In 2007, 101 years after it was first founded as Dundee Training College, the Dundee College of Education relocated to a new home on the University's city campus, and is now the School of Education & Social Work.
Over the years the College has acquired a fine collection of art and artefacts, including works by major Scottish artists such as Alberto Morrocco, William Gillies and Robin Philipson. Some examples are shown here, along with a brief history of the College. For more information about the School in its current form, click here.
In 1905 Provincial Committees were established at each of the four Scottish Universities, responsible for the Training of Teachers in different parts of the country. The committee at St Andrews University decided that Dundee would be the most suitable base for a new Training College.
Unable to afford new premises straight away, the College started its life in part of the Dundee Technical Institute on Small's Wynd. Accommodation for students was arranged thanks to support from local churches, and in 1912 Mayfield House on Arbroath Road was acquired to house female students (it was later extended and housed both sexes).
That same year the foundation stone was laid on the new Training College building on Park Place, though it would not be completed until 1920. The College survived severe drops in student numbers in both world wars and continued to expand in the 1950s and 60s.
In 1975 a new home was built for the College (by now renamed Dundee College of Education) at Gardyne Road in West Ferry, where the College has remained until July 2007. In 1987 it merged with Aberdeen College of Education to form Northern College, but in 2001 the two colleges split again, each becoming part of its neighbouring University.
After becoming part of the University in 2001, plans were put in place to move back onto the University campus. These were completed in summer 2007, and the current School is based in the Old Medical School and Carnelley Building with teaching facilities in the Dalhousie Building.
The School's collections have now been accessioned into the University Museum Collections. Highlights from the collection were shown in a special exhibition in the Lamb Gallery in summer 2007, and it is many of the artworks have been redisplayed in the School's new premises, or in other parts of the campus.
The most challenging piece to deal with during the relocation was a 13-foot high mural by Robin Philipson, painted in 1977. It was commissioned for the College of Education by The Edwin Austin Abbey Memorial Trust for Mural Painting in Great Britain, and Philipson himself helped to install it in its original home in the Library at Gardyne Road. After searching the campus, a new home for the painting was found in the award-winning Queen Mother Building, and with the help and support of what was then the School of Computing (who occupy the building) and the University's Estates & Buildings department, the mural was carefully dismantled and moved to its new site in October 2007. The Queen Mother building is open to the public 9-5 Monday to Friday and by arrangement at other times.

▸ Material shown:
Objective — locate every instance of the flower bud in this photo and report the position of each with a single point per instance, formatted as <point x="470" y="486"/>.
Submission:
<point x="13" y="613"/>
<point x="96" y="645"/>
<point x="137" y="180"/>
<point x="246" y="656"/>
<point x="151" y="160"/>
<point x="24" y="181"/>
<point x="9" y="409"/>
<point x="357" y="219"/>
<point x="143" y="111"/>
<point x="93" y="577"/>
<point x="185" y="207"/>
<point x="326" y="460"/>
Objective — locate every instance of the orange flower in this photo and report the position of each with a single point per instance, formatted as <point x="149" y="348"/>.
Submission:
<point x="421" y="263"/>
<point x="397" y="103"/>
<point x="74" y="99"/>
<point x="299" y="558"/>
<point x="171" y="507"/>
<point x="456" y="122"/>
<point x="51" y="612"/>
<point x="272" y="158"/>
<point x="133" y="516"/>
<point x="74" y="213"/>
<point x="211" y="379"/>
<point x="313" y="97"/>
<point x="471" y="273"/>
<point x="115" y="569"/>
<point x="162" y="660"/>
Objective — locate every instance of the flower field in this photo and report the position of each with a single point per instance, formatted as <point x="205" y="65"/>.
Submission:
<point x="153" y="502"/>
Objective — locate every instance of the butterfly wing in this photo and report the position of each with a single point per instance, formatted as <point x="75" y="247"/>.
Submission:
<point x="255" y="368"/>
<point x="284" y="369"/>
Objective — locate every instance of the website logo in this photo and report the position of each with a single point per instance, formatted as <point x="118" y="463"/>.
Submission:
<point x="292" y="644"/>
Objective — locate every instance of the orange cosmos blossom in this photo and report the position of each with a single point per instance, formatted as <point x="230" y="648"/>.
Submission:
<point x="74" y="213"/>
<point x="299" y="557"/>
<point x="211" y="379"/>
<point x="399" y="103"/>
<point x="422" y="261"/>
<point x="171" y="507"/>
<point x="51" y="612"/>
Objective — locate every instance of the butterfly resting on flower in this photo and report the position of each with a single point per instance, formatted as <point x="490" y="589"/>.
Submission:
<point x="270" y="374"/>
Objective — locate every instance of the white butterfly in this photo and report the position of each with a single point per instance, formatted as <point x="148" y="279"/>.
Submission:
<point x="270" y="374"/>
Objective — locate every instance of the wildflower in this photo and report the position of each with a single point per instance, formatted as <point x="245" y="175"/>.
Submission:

▸ Apply what you read:
1) Say whether each statement agrees with the Dundee College of Education history. Answer yes or no for each, quoting the deciding words from that text. (a) The College began in part of the Dundee Technical Institute on Small's Wynd. (b) Mayfield House was acquired in 1920. (c) Robin Philipson's mural was painted in 1977.
2) In the Dundee College of Education history, copy the passage from "The most challenging" to "at other times.", swapping "Library" for "main hall".
3) List the major Scottish artists that the Dundee College of Education history names as having works in the College's collection.

▸ Your written answers:
1)
(a) Yes: "the College started its life in part of the Dundee Technical Institute on Small's Wynd"
(b) No: "in 1912 Mayfield House on Arbroath Road was acquired to house female students"
(c) Yes: "a 13-foot high mural by Robin Philipson, painted in 1977"

2)
The most challenging piece to deal with during the relocation was a 13-foot high mural by Robin Philipson, painted in 1977. It was commissioned for the College of Education by The Edwin Austin Abbey Memorial Trust for Mural Painting in Great Britain, and Philipson himself helped to install it in its original home in the main hall at Gardyne Road. After searching the campus, a new home for the painting was found in the award-winning Queen Mother Building, and with the help and support of what was then the School of Computing (who occupy the building) and the University's Estates & Buildings department, the mural was carefully dismantled and moved to its new site in October 2007. The Queen Mother building is open to the public 9-5 Monday to Friday and by arrangement at other times.

3) Alberto Morrocco, William Gillies, Robin Philipson